Extrait choisi:
Par contre, les nouvelles fosses situées dans la partie est de la propriété sont creusées dans des granodiorites, des sédiments méta-volcaniques et des daaplites aussi durs que ceux du Bouclier canadien. Ces roches nécessiteront bien plus de concassage et de broyage.
Les matériaux durs et meubles passeront toutefois dans le même circuit de traitement, dans des proportions qui varient en fonction des teneurs que l'on trouve dans leurs différentes zones. « Ceci demandera une certaine flexibilité dans l'usine de traitement », précisait M. Verdier. « On traitera parfois davantage de matériaux meubles, parfois davantage de matériaux durs. » Ces mélanges doivent être planifiés à l'avance, étant donné qu'ils influeront sur la conception de l'usine. Avec cinq fosses différentes, l'optimisation minière sur le site d'Ity doit être menée dans les règles de l'art.

Matériel fourni:
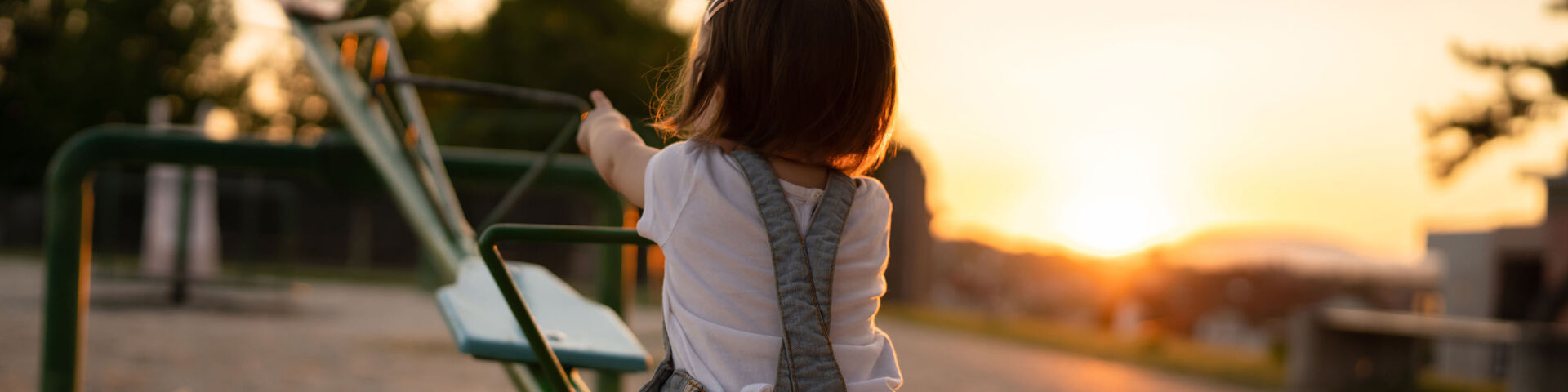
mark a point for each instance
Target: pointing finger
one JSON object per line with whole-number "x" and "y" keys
{"x": 599, "y": 100}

Tâche courte:
Retapez le passage de l'extrait sur le site d'Ity qui va de « Par contre, les » à « règles de l'art. ». La liste qui précède constitue un matériel à part, indépendant de l'extrait.

Résultat attendu:
Par contre, les nouvelles fosses situées dans la partie est de la propriété sont creusées dans des granodiorites, des sédiments méta-volcaniques et des daaplites aussi durs que ceux du Bouclier canadien. Ces roches nécessiteront bien plus de concassage et de broyage.
Les matériaux durs et meubles passeront toutefois dans le même circuit de traitement, dans des proportions qui varient en fonction des teneurs que l'on trouve dans leurs différentes zones. « Ceci demandera une certaine flexibilité dans l'usine de traitement », précisait M. Verdier. « On traitera parfois davantage de matériaux meubles, parfois davantage de matériaux durs. » Ces mélanges doivent être planifiés à l'avance, étant donné qu'ils influeront sur la conception de l'usine. Avec cinq fosses différentes, l'optimisation minière sur le site d'Ity doit être menée dans les règles de l'art.